# Available records
---+---

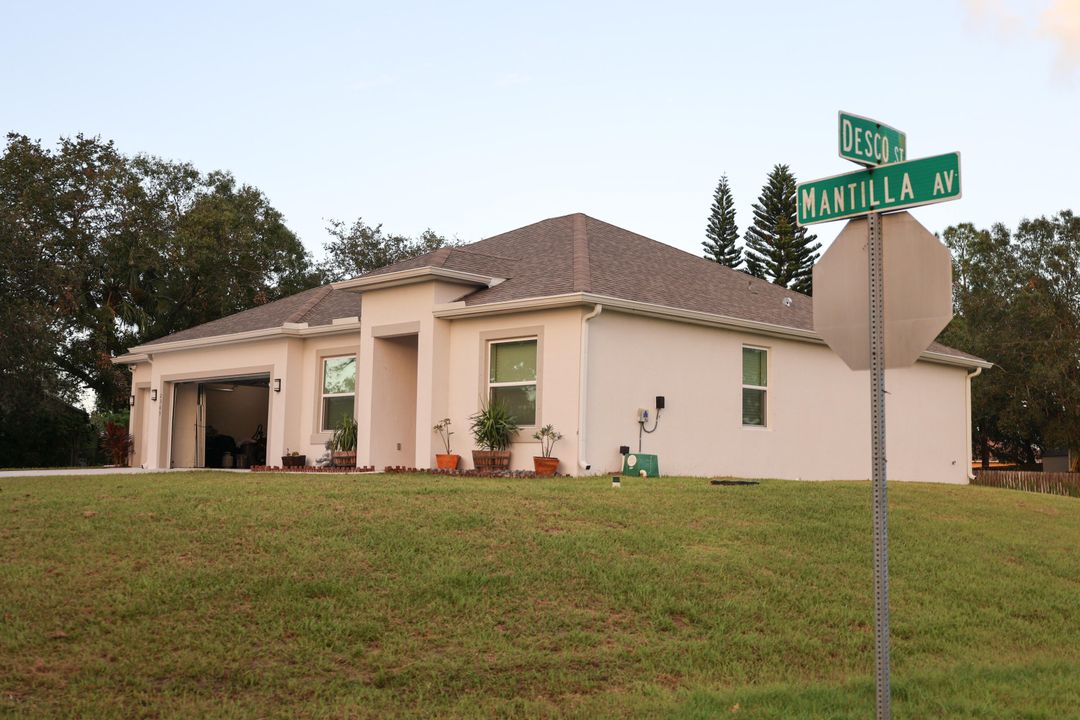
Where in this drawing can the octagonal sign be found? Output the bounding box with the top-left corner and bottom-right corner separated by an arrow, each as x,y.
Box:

---+---

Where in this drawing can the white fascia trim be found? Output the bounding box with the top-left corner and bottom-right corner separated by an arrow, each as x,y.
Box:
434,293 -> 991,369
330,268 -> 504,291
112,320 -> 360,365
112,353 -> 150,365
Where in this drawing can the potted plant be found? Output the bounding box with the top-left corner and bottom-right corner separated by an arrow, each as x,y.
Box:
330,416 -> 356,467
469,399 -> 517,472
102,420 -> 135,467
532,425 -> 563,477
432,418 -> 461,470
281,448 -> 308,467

---+---

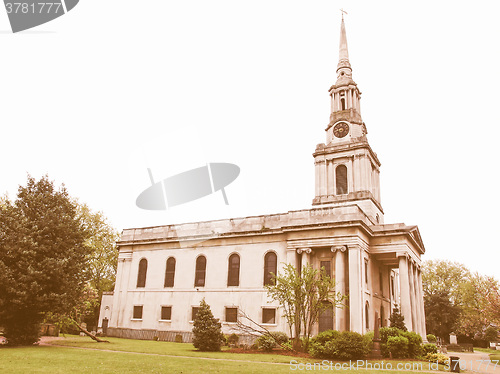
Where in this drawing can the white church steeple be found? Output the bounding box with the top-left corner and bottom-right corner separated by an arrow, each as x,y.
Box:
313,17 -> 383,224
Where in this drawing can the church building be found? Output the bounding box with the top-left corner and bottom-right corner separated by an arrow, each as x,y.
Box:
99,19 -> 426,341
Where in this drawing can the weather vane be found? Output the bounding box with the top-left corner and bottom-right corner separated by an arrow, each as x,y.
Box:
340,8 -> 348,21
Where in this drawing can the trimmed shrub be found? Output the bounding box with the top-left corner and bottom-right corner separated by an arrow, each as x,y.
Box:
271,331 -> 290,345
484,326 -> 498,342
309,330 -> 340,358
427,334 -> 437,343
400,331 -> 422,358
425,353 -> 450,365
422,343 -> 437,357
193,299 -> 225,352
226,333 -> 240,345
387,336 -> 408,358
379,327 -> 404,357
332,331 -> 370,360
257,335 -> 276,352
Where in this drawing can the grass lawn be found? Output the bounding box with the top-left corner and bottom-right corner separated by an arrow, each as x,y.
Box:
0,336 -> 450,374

---+---

# Exercise aim
Copy everything in the material from the line containing "Where in this drawing can the church" down to the line containing "0,336 -> 450,374", both lines included, and leave every line unchanged except the bounding-box coordinates. Multiply each coordinate by 2.05 and round it to a whole number, rounding halves up.

# Answer to the task
Where in this drawing can the church building be found? Output the bounding box with the top-left corner and bottom-right corner separated by an arrow, each as x,y.
Box:
203,39 -> 873,699
Where in this drawing can the weather vane be found? Output the bounding box with the top-left corner and bottom-right corner separated by an arrow, each as x,y.
Box:
697,16 -> 713,43
Where in this drawing can the trimmed shrub be found? Output the bounding box with the top-left corner and bottom-right corner separated by an arrow, each as x,y.
Box:
556,679 -> 595,707
992,668 -> 1021,701
633,677 -> 697,734
875,685 -> 896,703
820,679 -> 865,734
871,724 -> 923,748
865,703 -> 896,732
396,613 -> 461,722
463,683 -> 492,707
793,689 -> 836,734
777,670 -> 828,732
681,679 -> 759,738
527,687 -> 566,722
Where in this drawing can the grass lawn be found? Output the bounding box with the top-left corner and bottom-right corner separated by an arrow, each as x,y.
Box:
0,689 -> 923,767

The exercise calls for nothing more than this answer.